→ Task details:
Take the records underneath and set them down exactly.

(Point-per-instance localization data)
++++
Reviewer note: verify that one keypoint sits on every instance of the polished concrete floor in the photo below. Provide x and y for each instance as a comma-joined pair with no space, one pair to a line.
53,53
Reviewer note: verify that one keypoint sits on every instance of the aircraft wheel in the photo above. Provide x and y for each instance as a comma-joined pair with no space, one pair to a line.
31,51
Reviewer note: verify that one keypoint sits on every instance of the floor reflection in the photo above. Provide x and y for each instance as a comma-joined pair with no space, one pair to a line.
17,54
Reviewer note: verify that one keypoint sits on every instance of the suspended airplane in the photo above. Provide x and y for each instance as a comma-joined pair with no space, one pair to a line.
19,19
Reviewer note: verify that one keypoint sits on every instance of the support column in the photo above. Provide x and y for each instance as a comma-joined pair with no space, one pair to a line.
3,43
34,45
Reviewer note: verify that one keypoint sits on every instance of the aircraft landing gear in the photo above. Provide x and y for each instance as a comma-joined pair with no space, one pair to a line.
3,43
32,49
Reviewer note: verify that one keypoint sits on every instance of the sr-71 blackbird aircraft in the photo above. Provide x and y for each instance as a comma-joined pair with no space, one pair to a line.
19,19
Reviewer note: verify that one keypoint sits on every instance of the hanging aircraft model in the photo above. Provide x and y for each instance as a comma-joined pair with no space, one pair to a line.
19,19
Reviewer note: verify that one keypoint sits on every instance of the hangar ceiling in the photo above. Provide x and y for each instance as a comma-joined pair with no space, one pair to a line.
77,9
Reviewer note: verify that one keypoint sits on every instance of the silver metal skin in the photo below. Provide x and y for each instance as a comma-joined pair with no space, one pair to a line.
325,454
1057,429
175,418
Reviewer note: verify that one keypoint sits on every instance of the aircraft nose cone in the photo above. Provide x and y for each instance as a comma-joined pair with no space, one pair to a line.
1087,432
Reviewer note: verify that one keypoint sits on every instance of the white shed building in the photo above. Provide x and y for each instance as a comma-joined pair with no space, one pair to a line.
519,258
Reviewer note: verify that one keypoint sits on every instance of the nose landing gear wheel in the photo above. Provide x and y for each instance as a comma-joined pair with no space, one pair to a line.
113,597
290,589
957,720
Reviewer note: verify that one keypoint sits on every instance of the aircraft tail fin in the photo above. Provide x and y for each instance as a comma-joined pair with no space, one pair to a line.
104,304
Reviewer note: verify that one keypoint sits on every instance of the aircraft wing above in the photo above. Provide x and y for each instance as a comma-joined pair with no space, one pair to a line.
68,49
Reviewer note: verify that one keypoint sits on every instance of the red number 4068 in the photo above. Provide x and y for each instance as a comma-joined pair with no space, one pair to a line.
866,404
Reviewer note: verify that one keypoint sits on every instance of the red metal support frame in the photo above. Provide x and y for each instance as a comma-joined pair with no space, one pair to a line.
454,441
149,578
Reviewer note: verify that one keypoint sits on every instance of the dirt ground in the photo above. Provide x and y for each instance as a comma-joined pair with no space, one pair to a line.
++++
→ Solution for this exercise:
Reviewer note: verify that one keypoint sits on every instance of the polished concrete floor in the photo below. Provide x and y for each instance as a comma-joined pair with no space, one pair to a line.
53,53
Reviewer note: verify that one keypoint sits on every instance of the aircraft wheel in the photo above. Provide x and y for each instance as a comma-joined pair with no space, one pair to a line.
31,51
Reviewer note: verify that one keypoint sits on every instance of the floor reflection in the photo above. Provide x and y for each instance as a comma-joined pair with no space, one pair to a line.
17,54
Reviewer note: verify that one keypoint sits on every instance of the suspended airplane in the photo above. Provide x and y for each instance as a comma-joined pair with no space, one pair to a line.
19,19
Reviewer note: verify that one keypoint sits on every instance of the support column in the photo above. Provide x and y for each instance as a comma-joined pair with no space, one pair to a line.
3,43
34,45
Reviewer note: verify that one keypoint sits on every instance of the aircraft landing gear in the photo above. Provide x and y for each instance as a comma-joined pair with no space, one pair to a line.
3,43
32,49
Reviewer note: verify that one keypoint sits on every instance of the sr-71 blackbird aircraft in the photo above. Provide x and y for each instance as a comma-joined pair with no space, one pair to a line.
19,19
Reviewer note: verify that one keypoint sits on every instance of the hanging aircraft model in the photo above. Provide x and y for each instance as a comma-joined pair with no space, one pair to a line.
19,19
Reviewer note: verify that one keypoint sits on every instance of the hangar ceiling in the photo above. Provide x and y for each instance as a comma-joined pair with no space, one pair to a line.
77,9
Reviewer note: verify that one keypoint sits on every instance of the silver metal skin in the photo below. Provide x and y for each instance as a comma-joined pair with no space, one pair to a line.
325,454
1057,429
175,418
Reviewer note: verify that one keypoint sits on every instance of the aircraft nose cone in the photo above. Provide x and y for each instance as a comma-joined pair with no space, one pair to a line.
1087,432
Reviewer note: verify that one keypoint sits on every instance of the white shed building in the photo above. Provide x and y for each instance as a comma-joined pair with no space, one pair to a line.
519,258
Reviewer note: verify that one keypoint sits on every instance of the nose landing gear wheel in the photo above. Provide x and y for each instance as a comma-joined pair with no space, one pair to a line.
113,597
290,589
957,720
Reviewer note: verify that one keypoint sits on every instance of the aircraft tail fin in the photo above. Provide x and y for each instance as a comma-joined pair with no space, one pair to a line.
104,304
Reviewer note: verify that one keypoint sits on every instance of the aircraft wing above in the photo above. Provide x and y for each instance as a comma-joined pair with no space, one pair to a line.
68,49
Reviewer note: verify that one keypoint sits on every instance of the red number 4068 in the photo above. Provide x and y for each instance as a comma-joined pair with no space, one pair to a line.
866,404
Reviewer note: verify that one keypoint sits on every instance of the red metal support frame in the photo above. Provide x and y for each instance as a comma-joined pair with no space, one pair to a line.
454,441
149,578
Reviewer note: verify that one keypoint sits on every instance of the dirt ground in the photo above. Provide x and y for each instance as a comma-joined pair with no space, one pair to a line.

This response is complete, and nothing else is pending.